Tâche courte a ▸ Dans l'extrait ci-dessous sur la nouvelle loi sur la presse et les médias, comment le président du parlement justifie-t-il le retard de l'approbation ? Répondez en une à trois phrases.

━━━ Extrait fourni

Chaïmaa Abdel-Hamid, Mardi, 12 juin 2018

Le parlement a approuvé la nouvelle loi sur la presse et les médias. Le nouveau texte suscite un grand débat.

Les journalistes et la nouvelle loi
La loi sur la presse a été envoyée au Conseil de l’Etat pour être révisée.

Finalement, et après une longue attente, le parlement a annoncé, lors de sa séance plénière tenue dimanche 10 juin, son approbation de la loi sur la réglementation de la presse et les médias. Celle-ci devra ainsi être envoyée au Conseil de l’Etat pour être révisée avant d’être renvoyée à nouveau au parlement pour approbation finale. Le président du parlement, Ali Abdel-Al, a justifié ce retard par le fait que la loi régissant la presse et les médias est l’une des plus sensibles, devant être étudiée et rédigée avec une extrême prudence.

Composée de 7 chapitres renfermant 109 articles, cette loi vise en premier lieu à organiser et définir le statut et les règles de la presse écrite et des médias audiovisuels. Il s’agit aussi de définir les spécifications des différents organismes de la presse et des médias. C’est d’ailleurs dans ce cadre que cette loi a été séparée de la loi sur l’Organisme national de la presse et celle sur l’Organisme national des médias, qui étaient censées être promulguées dans ce même texte.

La séparation entre ces trois lois était considérée par certains comme une nécessité pour mettre fin aux ambiguïtés et aux chevauchements de l’ancienne loi. C’est ce qu’affirme Karam Gabr, président de l’Organisme national de la presse, qui a salué les termes du nouveau texte. Selon Gabr, la loi est conforme à la Constitution. « Concrètement parlant, il a été prouvé que la loi 92 de l’année 2016 sur l’organisation institutionnelle de la presse et des médias renfermait beaucoup de lacunes résultant du manque de clarté, notamment pour ce qui est des prérogatives spécifiques à chaque organisme et des dispositions de la loi. La loi, dans sa forme actuelle, a réussi à éviter ces incohérences et cet enchevêtrement entre les Organismes de presse ou de médias ».

Un avis que partage l’expert des médias Yasser Abdel-Aziz, qui souligne qu’il était temps de promulguer la loi sur la presse et les médias. « Cette loi vient combler un vide dans la législation de la presse. Cela fait des années que les médias audiovisuels travaillent sans législation qui réglemente les droits, les devoirs et les libertés des journalistes », indique-t-il.

De son côté, le journaliste et député Moustapha Bakri, membre de la commission des affaires constitutionnelles et législatives au sein du parlement, salue le nouveau texte qui, selon lui, a accentué la liberté de la presse et des médias, tout en soulignant que ses articles aideront à enrichir le travail journalistique. « Cette loi protège et garantit le travail du journaliste au sein de son institution et insiste sur la protection de ses relations avec ses sources. Toujours sur le plan des libertés, cette loi garantit les droits acquis par les journalistes concernant l’interdiction de l’emprisonnement dans des délits liés au métier », remarque-t-il.

━━━━━━
━━━ Lignes de l'exercice

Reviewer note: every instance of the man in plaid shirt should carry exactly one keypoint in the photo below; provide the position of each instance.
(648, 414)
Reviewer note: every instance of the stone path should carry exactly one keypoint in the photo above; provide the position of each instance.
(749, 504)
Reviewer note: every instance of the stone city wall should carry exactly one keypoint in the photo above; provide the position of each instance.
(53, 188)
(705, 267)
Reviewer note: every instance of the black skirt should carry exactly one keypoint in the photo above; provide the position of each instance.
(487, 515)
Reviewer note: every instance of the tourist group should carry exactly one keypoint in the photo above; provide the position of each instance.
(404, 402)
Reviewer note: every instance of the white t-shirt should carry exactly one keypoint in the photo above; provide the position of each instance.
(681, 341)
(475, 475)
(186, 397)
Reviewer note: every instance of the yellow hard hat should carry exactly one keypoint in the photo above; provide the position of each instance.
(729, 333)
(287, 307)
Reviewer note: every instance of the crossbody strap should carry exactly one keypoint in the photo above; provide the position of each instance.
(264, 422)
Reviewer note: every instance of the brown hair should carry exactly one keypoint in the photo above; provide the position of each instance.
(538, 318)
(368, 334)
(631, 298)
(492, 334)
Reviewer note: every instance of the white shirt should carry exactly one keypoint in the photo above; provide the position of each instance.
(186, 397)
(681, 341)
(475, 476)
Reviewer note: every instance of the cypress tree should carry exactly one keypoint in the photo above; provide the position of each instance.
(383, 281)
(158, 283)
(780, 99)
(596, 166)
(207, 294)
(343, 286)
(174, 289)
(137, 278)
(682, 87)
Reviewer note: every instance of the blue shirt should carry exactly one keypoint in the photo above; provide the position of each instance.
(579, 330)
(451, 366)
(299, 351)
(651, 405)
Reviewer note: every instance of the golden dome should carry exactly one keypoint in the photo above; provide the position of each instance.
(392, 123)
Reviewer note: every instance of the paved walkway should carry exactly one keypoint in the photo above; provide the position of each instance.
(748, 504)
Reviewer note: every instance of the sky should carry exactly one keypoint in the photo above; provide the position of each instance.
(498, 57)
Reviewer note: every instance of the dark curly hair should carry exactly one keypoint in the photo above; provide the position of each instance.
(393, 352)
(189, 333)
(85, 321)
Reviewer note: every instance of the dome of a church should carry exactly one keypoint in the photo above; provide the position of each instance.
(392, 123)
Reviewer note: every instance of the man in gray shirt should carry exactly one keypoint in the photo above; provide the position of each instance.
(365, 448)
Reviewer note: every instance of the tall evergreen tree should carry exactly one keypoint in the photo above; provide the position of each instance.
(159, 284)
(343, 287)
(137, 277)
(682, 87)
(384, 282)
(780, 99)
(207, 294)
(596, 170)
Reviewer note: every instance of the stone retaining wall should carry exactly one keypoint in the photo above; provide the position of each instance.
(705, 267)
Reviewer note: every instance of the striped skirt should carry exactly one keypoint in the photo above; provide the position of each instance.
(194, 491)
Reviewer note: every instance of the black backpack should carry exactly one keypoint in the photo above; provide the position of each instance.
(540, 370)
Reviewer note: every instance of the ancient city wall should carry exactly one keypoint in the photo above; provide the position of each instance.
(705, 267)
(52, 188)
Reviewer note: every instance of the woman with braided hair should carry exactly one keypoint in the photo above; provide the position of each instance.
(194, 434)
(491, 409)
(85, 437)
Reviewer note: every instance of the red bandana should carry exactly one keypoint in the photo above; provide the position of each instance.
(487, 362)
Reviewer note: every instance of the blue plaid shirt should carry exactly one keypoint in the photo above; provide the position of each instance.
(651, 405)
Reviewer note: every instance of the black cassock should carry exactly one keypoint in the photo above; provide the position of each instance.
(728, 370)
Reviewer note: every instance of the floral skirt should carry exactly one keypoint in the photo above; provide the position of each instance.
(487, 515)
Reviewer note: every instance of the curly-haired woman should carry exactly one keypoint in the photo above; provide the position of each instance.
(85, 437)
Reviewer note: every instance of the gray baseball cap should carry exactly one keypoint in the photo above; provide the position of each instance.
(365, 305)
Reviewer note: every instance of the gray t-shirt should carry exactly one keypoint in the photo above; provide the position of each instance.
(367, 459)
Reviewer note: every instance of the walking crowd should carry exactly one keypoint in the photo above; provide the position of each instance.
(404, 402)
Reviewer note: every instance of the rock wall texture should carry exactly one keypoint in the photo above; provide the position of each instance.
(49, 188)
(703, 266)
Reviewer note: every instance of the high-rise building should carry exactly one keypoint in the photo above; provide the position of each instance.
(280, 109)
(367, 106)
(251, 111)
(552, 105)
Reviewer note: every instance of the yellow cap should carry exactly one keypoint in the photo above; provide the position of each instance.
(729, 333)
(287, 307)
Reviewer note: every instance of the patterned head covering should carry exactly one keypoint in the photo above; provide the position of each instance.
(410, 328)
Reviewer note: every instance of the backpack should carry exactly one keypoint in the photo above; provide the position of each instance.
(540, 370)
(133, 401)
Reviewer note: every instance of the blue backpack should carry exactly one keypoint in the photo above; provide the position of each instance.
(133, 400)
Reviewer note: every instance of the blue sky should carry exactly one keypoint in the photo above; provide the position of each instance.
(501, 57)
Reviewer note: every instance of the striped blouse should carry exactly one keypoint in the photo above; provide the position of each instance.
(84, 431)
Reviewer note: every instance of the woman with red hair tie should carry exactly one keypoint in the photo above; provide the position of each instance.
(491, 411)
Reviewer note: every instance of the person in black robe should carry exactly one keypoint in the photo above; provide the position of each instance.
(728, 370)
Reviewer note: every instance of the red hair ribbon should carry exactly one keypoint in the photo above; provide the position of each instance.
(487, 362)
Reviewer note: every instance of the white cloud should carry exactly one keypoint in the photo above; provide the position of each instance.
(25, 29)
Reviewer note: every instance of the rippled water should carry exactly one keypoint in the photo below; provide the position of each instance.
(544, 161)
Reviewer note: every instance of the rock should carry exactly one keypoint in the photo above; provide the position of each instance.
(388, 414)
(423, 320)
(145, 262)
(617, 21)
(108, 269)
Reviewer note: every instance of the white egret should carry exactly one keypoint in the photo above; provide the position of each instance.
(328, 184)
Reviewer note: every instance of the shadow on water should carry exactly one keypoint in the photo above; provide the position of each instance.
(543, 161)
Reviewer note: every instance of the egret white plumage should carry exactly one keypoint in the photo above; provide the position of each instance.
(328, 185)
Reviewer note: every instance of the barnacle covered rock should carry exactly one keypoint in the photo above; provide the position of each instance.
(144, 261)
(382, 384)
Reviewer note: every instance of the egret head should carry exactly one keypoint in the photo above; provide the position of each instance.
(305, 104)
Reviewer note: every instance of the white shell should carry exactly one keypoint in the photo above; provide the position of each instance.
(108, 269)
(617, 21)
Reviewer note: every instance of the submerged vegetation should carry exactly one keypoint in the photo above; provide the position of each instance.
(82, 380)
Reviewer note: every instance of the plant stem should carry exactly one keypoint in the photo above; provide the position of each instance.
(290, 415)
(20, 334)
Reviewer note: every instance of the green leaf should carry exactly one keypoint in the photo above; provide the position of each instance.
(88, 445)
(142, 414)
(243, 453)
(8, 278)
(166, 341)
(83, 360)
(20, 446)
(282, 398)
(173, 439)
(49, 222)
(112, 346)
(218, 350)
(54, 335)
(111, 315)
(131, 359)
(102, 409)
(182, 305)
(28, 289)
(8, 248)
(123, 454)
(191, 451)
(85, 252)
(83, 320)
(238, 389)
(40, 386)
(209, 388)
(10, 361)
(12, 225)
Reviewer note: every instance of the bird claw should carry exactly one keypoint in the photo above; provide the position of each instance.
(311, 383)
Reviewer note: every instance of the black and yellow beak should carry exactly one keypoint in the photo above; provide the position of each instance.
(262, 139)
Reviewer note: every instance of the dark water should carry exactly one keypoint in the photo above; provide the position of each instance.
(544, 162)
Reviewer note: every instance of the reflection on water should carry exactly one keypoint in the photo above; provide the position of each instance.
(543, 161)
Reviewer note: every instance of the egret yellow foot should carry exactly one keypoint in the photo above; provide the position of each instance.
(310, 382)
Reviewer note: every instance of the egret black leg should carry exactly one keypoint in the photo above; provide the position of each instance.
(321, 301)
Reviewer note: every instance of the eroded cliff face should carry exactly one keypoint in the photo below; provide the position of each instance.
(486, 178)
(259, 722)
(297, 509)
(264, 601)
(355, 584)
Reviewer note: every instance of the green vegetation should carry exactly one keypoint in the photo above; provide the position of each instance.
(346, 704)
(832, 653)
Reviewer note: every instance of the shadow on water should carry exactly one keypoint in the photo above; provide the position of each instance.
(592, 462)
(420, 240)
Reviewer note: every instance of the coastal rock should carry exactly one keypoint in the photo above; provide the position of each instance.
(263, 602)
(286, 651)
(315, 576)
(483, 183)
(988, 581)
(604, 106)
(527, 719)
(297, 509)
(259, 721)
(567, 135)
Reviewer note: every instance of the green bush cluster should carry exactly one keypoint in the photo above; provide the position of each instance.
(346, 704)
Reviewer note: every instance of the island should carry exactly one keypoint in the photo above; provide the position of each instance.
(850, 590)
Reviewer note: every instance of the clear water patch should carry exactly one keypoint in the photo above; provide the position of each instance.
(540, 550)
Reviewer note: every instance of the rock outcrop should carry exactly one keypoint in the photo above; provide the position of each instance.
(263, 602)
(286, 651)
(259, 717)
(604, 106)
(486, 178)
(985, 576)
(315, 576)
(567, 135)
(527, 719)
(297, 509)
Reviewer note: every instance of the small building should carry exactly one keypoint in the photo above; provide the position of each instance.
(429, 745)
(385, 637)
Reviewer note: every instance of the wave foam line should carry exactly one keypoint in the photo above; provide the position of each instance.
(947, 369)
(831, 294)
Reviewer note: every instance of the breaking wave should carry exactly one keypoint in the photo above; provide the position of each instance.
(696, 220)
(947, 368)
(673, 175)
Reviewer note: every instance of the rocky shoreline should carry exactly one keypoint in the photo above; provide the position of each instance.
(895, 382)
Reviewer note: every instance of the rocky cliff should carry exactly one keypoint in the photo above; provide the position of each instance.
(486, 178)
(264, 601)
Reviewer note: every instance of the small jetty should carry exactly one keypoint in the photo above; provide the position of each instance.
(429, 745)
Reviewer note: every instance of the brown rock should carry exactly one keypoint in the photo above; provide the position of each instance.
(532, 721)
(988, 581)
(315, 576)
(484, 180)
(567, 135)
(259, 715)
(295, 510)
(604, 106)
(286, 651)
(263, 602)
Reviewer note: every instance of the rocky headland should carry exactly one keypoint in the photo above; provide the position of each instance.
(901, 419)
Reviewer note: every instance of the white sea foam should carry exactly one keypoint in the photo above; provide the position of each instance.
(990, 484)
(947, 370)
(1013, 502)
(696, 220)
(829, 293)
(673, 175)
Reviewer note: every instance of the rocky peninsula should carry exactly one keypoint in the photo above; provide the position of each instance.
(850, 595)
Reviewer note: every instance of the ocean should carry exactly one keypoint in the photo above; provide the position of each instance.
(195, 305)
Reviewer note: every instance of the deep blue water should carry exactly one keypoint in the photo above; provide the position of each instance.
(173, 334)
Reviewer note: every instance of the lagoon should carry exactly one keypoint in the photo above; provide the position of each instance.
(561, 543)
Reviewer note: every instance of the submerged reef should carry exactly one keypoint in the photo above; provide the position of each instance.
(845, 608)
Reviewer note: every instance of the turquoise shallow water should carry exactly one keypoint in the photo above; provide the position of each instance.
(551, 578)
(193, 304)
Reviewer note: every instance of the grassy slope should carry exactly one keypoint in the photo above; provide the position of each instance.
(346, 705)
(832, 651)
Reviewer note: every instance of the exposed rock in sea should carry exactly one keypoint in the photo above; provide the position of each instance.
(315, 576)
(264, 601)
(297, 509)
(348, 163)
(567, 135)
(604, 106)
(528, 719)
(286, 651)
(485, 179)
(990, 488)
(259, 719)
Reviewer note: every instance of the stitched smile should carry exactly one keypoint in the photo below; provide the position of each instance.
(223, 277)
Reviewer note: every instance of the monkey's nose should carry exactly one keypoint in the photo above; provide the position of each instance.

━━━━━━

Tâche courte b ▸ Repérez toutes les lignes ci-dessus contenant le mot « city » et recopiez-les. La casse compte.

Réponse complète a ▸ Le président du parlement, Ali Abdel-Al, explique ce retard par le fait que la loi régissant la presse et les médias est l'une des plus sensibles. Elle devait donc être étudiée et rédigée avec une extrême prudence.

Réponse complète b ▸
Reviewer note: every instance of the stone city wall should carry exactly one keypoint in the photo above; provide the position of each instance.
Reviewer note: every instance of the ancient city wall should carry exactly one keypoint in the photo above; provide the position of each instance.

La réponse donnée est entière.